──────── Data lines ────────
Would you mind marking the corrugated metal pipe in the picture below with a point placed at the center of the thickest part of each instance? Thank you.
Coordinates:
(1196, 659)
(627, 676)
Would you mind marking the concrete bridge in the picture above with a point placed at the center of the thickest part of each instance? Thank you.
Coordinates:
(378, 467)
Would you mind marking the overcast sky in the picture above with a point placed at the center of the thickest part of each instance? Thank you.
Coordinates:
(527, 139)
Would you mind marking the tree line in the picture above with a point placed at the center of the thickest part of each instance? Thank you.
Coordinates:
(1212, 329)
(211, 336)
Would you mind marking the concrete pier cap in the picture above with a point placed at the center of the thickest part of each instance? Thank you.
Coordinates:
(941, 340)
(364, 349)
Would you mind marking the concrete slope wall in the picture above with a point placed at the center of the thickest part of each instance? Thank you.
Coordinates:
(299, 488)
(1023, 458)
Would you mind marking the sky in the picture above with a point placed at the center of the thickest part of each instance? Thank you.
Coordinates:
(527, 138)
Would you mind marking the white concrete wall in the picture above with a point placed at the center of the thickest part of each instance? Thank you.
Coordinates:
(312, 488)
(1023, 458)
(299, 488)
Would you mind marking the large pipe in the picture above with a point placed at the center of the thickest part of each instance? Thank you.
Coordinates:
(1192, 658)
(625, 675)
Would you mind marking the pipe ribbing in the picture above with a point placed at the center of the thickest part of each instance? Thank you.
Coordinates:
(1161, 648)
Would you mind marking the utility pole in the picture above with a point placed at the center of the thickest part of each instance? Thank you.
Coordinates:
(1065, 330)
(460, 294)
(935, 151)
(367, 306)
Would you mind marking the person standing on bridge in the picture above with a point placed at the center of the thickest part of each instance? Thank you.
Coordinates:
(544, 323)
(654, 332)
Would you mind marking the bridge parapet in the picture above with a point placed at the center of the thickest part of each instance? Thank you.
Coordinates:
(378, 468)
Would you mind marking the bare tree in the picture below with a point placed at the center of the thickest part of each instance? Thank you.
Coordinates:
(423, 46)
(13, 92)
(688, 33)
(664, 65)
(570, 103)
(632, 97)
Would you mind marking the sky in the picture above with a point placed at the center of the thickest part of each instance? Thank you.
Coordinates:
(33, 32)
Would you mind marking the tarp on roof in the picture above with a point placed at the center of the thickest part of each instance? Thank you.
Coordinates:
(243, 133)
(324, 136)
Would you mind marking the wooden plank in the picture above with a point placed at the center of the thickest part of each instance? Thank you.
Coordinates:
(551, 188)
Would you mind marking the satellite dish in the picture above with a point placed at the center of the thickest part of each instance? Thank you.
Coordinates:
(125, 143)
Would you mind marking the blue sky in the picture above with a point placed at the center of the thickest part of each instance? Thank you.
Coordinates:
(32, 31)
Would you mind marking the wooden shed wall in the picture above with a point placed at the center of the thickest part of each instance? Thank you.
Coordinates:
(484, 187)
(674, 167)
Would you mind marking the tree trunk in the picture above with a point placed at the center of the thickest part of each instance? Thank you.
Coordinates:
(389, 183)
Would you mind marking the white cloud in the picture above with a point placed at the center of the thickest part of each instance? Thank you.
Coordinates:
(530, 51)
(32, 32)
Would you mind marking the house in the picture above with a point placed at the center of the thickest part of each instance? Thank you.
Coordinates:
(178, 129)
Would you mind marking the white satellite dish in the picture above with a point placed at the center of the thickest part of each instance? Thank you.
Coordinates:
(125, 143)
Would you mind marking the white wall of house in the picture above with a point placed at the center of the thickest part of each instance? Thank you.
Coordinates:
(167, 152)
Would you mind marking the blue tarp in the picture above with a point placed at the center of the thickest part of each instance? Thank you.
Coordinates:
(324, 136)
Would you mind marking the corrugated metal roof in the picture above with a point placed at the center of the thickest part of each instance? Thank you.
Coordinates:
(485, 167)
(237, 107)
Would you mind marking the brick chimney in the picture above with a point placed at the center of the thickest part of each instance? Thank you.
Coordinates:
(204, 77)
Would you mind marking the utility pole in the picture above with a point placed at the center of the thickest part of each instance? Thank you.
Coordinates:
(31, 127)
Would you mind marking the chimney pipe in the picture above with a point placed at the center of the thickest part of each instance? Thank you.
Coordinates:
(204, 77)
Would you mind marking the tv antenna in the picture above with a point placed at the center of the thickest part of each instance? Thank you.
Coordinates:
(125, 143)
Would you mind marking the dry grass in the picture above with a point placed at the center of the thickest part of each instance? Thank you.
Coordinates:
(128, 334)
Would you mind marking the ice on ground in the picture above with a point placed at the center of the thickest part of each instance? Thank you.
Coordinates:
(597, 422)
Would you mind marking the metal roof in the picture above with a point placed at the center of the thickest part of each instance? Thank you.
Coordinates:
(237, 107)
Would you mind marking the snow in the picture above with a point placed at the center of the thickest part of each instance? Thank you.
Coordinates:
────────
**What you should do**
Lay out all of the records above as a numbered list, one line per item, and leave out any blank lines.

**Written solution**
1. Would you mind marking the corrugated metal pipe in the picture below with a point placed at the center of the thickest part of each instance? Thank you.
2. Coordinates:
3. (1196, 659)
4. (627, 676)
5. Would you mind marking the concrete bridge in the picture above with a point placed at the center of the thickest part of each instance? Thank you.
6. Coordinates:
7. (378, 467)
8. Would you mind marking the overcast sky in the picture above with a point placed at the center of the thickest part of each instance? Thank you.
9. Coordinates:
10. (527, 139)
11. Would you mind marking the tree line in the picture above with a point placed at the center of the thickest part of each instance? Thank you.
12. Coordinates:
13. (1212, 329)
14. (211, 336)
15. Would you mind marking the concrete pier cap in the picture above with a point placed at the center of the thickest part of each instance? Thank you.
16. Coordinates:
17. (941, 340)
18. (364, 349)
19. Would you mind marking the concrete slope wall in the picture above with a point placed at the center of the thickest part of each instance? Thank you.
20. Coordinates:
21. (299, 488)
22. (1023, 458)
23. Would you mind marking the sky in the picture above with a point placed at the center of the thickest part of each instance? Thank you.
24. Coordinates:
25. (527, 138)
26. Would you mind marking the white concrete wall in the picture above with a point placed at the center of the thickest part of each instance? Thank you.
27. Coordinates:
28. (312, 488)
29. (1023, 458)
30. (299, 488)
31. Would you mind marking the large pipe in the picture above with a point placed at the center of the thickest part of each instance? Thank you.
32. Coordinates:
33. (1192, 658)
34. (625, 675)
35. Would you mind marking the pipe ribbing in the picture above with a point placed at the center of the thickest part of each instance? Thank you.
36. Coordinates:
37. (1161, 648)
38. Would you mind marking the utility pole in the picture above with a point placed at the center of the thickest part of each instance? Thank you.
39. Coordinates:
40. (1065, 330)
41. (460, 294)
42. (935, 151)
43. (367, 306)
44. Would you mind marking the person standing on bridge in the picture above with a point placed at the center of the thickest part of each instance? Thank you.
45. Coordinates:
46. (544, 323)
47. (654, 332)
48. Would you mind marking the bridge parapet in the picture above with a point placed at the center of the thickest part of each instance? Thank you.
49. Coordinates:
50. (378, 468)
51. Would you mind marking the bare tree in the picture below with a point placed at the center of the thickest part of each instance? Thank you.
52. Coordinates:
53. (423, 46)
54. (13, 92)
55. (688, 33)
56. (664, 65)
57. (570, 103)
58. (632, 97)
59. Would you mind marking the sky in the picture above with a point placed at the center of the thickest part of each instance? Thank you.
60. Coordinates:
61. (33, 32)
62. Would you mind marking the tarp on roof in the picture above with a point placed at the center of the thickest part of each instance? Thank you.
63. Coordinates:
64. (243, 133)
65. (324, 136)
66. Would you mind marking the wooden plank in the picture above with a point placed at the center of the thickest part of each instance? Thank you.
67. Coordinates:
68. (551, 188)
69. Would you mind marking the satellite dish in the picture above with a point placed at the center of the thickest part of each instance? Thank you.
70. Coordinates:
71. (125, 143)
72. Would you mind marking the blue sky in the picture above with a point placed at the center of the thickest part of each instance? Thank you.
73. Coordinates:
74. (32, 31)
75. Would you mind marking the wooden shed wall in the picture above with a point placed at the center of the thickest part of each instance? Thank you.
76. Coordinates:
77. (484, 187)
78. (674, 167)
79. Would you mind marking the tree trunk in the picture above with a point placed at the center of the thickest part of each instance? Thank you.
80. Coordinates:
81. (389, 183)
82. Would you mind marking the white cloud in the picture above with a point placed at the center of the thickest part of each instance? Thank you.
83. Coordinates:
84. (530, 51)
85. (32, 32)
86. Would you mind marking the house in the picture above with a point placed at the center of the thickest part of each instance? Thank you.
87. Coordinates:
88. (178, 129)
89. Would you mind marking the white satellite dish in the picture above with a point placed at the center of the thickest part of each instance? Thank you.
90. Coordinates:
91. (125, 143)
92. Would you mind marking the white wall of house in the picture above with a point placed at the center of the thickest part of each instance? Thank you.
93. Coordinates:
94. (167, 152)
95. Would you mind marking the blue tarp in the picture above with a point placed at the center of the thickest part of each instance? Thank you.
96. Coordinates:
97. (324, 136)
98. Would you mind marking the corrugated metal roof in the picture above with a point placed at the center of the thickest part of each instance? Thank you.
99. Coordinates:
100. (485, 167)
101. (237, 107)
102. Would you mind marking the brick chimney in the picture above with a point placed at the center of the thickest part of each instance? Thank you.
103. Coordinates:
104. (204, 77)
105. Would you mind marking the utility pole in the picture above with a point placed at the center of the thickest part of each instance? Thank you.
106. Coordinates:
107. (31, 127)
108. Would you mind marking the chimney pipe in the picture above with a point placed at the center of the thickest part of each instance? Thank you.
109. Coordinates:
110. (204, 77)
111. Would you mind marking the tv antenna in the picture above with a point placed at the center of the thickest part of each instance? Thank you.
112. Coordinates:
113. (125, 143)
114. Would you mind marking the dry grass in the picture above with a point placed at the center of the thickest part of each instance? Thank you.
115. Coordinates:
116. (128, 334)
117. Would you mind marking the ice on ground in the picture above with a point placed at the center of the thickest part of each instance? Thank you.
118. Coordinates:
119. (597, 422)
120. Would you mind marking the metal roof in the picture above with a point placed at the center of the thickest part of each instance? Thank you.
121. Coordinates:
122. (237, 107)
123. Would you mind marking the snow in the picture above with a point placed at the center of the thickest part of each instance? Thank you.
124. Coordinates:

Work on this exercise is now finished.